■ Exercise instructions
In the question about pairing letters from two ordered strings, how many unique combinations are counted, and which are they?

■ Source document
--

3

I have two strings:

StringA: ['K', 'T', 'T', 'T', 'K', 'K', 'G', 'T', 'T', 'T', 'T', 'K', 'K']

StringB: ['T', 'K', 'G', 'G', 'K', 'T', 'T', 'K', 'G', 'G', 'K', 'K', 'T']

And I want to test for how many unique combinations of letters there are. The strings are ordered, so I only want to match StringA position 1 with StringB position 1, StringA position 2 with StringB position 2, etc. So the pairs in the strings above are (KT), (TK), (TG), (TG), (KK), (KT), (GT), (TK), (TG), (TG), (TK), (KK), (KT).

And there are 5 unique combinations: (KT), (TK), (TG), (GT), (KK)

I have used the following code to produce the strings from two .csv files.

import sys
import csv

pairlist = open(sys.argv[1], 'r')
snp_file = open(sys.argv[2], 'r')

pair = csv.reader(pairlist, delimiter=',')
snps = csv.reader(snp_file, delimiter=',')

output = open(sys.argv[1]+"_FGT_Result", 'w')

--

■ Supplied records
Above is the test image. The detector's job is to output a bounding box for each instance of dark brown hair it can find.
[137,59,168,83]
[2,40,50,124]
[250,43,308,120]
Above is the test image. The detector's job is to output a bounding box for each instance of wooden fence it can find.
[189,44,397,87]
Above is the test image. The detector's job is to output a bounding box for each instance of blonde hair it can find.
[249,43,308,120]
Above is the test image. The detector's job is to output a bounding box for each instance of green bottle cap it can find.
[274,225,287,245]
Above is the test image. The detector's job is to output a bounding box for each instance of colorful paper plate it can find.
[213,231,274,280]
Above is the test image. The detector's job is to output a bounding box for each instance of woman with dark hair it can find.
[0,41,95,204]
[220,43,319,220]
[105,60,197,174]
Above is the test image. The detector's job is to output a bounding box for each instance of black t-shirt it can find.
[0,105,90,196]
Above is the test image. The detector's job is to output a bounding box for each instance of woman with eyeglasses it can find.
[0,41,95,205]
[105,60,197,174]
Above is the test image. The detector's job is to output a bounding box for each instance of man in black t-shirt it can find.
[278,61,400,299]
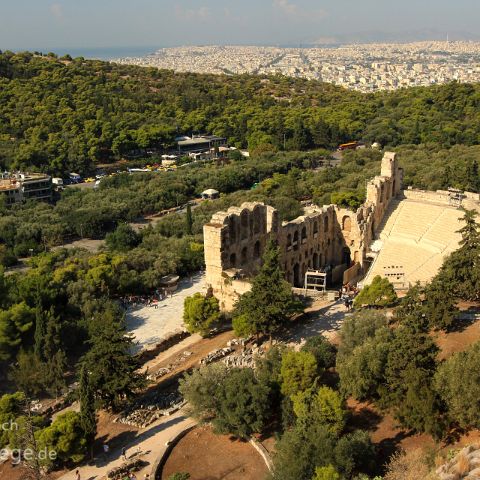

--

■ Task result
Five: (KT), (TK), (TG), (GT) and (KK).